Present the data below as a Markdown table with the columns No. and Line, one numbered row per line and no rows for blank lines, covering only everything from the line containing "Reviewer note: confirm that each instance of the autumn" down to the end of the data.

####

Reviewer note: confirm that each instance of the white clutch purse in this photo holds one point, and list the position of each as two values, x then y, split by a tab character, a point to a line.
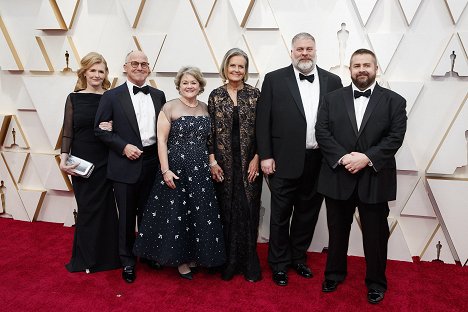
84	169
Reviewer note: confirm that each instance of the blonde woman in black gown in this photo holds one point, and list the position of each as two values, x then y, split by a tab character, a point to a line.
95	245
235	165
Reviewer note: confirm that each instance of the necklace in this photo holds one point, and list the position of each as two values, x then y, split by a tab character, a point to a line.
187	104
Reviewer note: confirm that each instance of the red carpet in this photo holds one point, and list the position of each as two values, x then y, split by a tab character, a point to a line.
33	278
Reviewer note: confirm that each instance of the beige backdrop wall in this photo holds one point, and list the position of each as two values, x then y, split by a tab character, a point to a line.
415	41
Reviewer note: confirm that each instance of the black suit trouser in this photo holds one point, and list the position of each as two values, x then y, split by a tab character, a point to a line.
375	234
131	200
295	206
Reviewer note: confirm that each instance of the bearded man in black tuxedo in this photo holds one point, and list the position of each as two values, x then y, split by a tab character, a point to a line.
289	154
359	130
133	157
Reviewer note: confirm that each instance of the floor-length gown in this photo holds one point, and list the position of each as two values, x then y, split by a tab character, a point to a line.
183	225
95	244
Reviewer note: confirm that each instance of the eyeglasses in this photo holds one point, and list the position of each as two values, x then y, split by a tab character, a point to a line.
135	64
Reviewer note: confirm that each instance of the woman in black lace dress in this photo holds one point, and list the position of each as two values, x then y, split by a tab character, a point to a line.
181	225
235	165
95	245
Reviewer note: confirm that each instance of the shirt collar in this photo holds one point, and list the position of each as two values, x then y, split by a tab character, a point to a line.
372	86
313	72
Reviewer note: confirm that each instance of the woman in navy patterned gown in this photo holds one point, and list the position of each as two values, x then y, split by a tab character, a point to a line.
181	225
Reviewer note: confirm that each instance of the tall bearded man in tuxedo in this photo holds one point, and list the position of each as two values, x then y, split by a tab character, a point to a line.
133	157
359	130
289	154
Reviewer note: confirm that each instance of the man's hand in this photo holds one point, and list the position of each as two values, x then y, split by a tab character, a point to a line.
355	161
268	166
132	152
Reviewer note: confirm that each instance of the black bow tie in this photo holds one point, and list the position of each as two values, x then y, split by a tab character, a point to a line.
358	94
144	89
309	78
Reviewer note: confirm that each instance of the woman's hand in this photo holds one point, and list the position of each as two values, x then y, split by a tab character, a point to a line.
68	169
106	125
217	173
253	169
169	177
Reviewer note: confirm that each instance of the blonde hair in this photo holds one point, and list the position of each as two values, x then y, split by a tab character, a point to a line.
225	63
193	71
86	63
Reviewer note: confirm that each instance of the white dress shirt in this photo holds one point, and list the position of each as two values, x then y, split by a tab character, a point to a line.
310	95
146	116
360	104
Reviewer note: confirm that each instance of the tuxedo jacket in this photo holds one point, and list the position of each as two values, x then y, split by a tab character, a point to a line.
281	123
116	105
380	136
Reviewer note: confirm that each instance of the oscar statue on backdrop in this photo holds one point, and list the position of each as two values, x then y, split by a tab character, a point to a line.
3	211
438	248
342	70
452	73
67	59
75	216
13	133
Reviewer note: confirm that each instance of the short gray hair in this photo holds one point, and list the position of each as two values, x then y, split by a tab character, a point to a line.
225	63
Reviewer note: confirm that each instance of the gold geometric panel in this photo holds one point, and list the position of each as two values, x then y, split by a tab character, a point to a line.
9	56
453	61
261	43
49	172
151	44
15	162
4	123
15	137
452	153
32	200
50	17
67	10
456	8
242	9
418	232
437	248
10	199
385	46
364	9
49	94
452	200
261	16
203	9
200	51
409	8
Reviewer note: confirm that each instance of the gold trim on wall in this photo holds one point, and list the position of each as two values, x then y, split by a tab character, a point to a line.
137	17
10	44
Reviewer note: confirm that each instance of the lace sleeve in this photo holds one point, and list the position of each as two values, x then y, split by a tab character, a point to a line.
67	128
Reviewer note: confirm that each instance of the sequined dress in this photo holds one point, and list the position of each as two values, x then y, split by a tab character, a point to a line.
182	225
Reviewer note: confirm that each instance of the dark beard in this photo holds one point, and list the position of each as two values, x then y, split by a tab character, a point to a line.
364	84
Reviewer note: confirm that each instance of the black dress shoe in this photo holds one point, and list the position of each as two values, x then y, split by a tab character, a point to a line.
280	278
303	270
153	264
187	275
329	285
374	296
128	274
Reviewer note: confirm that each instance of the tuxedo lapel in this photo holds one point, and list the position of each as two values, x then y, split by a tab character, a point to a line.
291	82
349	104
374	99
127	106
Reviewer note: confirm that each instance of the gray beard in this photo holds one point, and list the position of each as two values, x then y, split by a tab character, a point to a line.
305	67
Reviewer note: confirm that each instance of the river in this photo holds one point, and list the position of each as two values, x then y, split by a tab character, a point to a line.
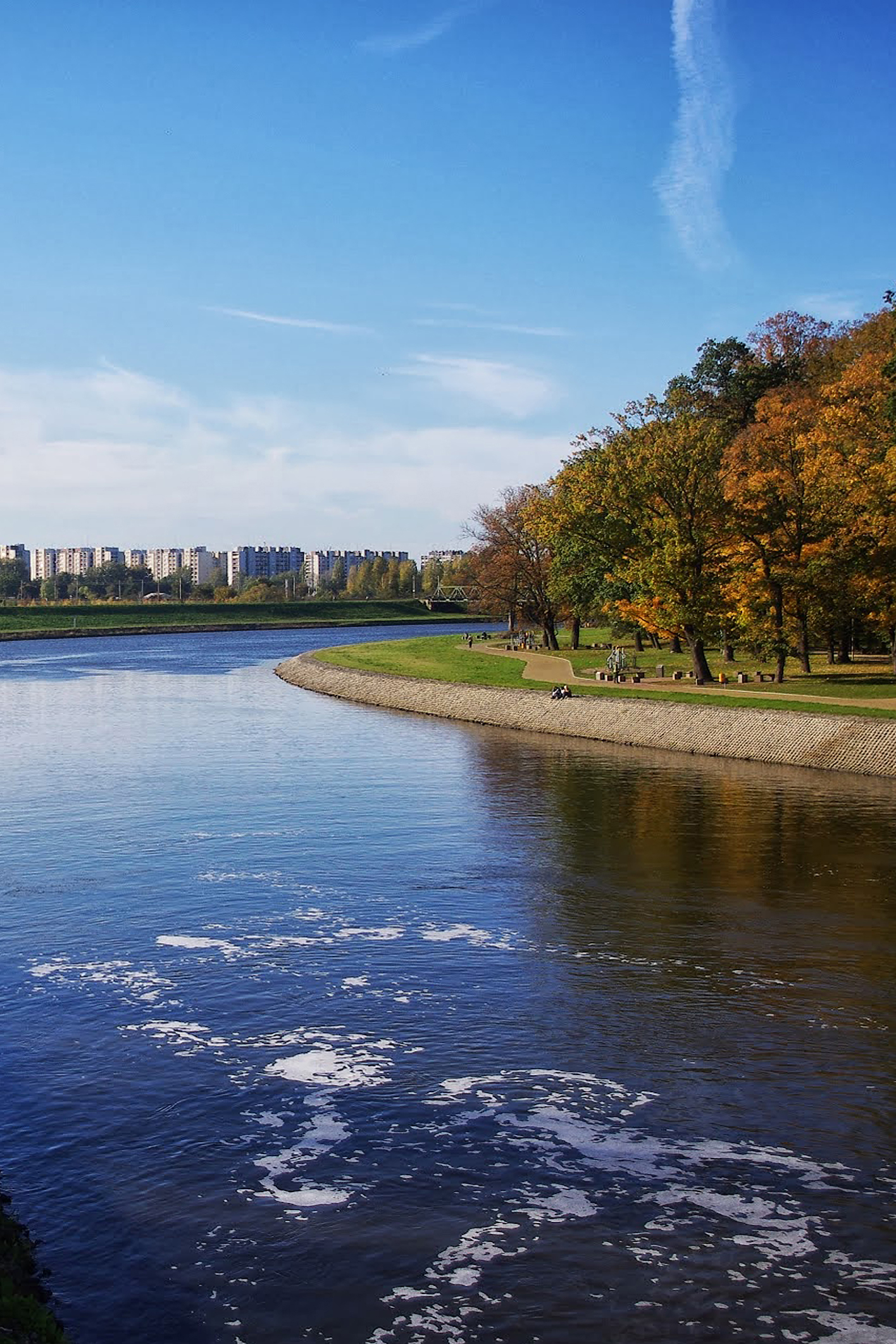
325	1023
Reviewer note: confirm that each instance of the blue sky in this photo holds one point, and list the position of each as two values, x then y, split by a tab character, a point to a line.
336	275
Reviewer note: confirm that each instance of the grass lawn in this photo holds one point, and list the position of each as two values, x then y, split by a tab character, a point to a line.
121	616
444	657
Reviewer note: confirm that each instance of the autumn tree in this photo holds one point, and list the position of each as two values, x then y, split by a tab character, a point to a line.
511	565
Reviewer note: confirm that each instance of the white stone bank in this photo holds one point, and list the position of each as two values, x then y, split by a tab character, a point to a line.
780	737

####

**EXERCISE SOLUTION:**
| No. | Line |
|---|---|
| 1 | Reviewer note: confirm that each instance of the autumn tree in this photo holds one point, and list the position of each as two values, x then y, split by a tab character, a point to a line. |
| 2 | 511	565 |
| 3 | Reviewer note: confirm that each instance of the white stone bank in this photo holds one point, and list the position of each as two values, x then y, split by a tab character, a point to a line. |
| 4 | 780	737 |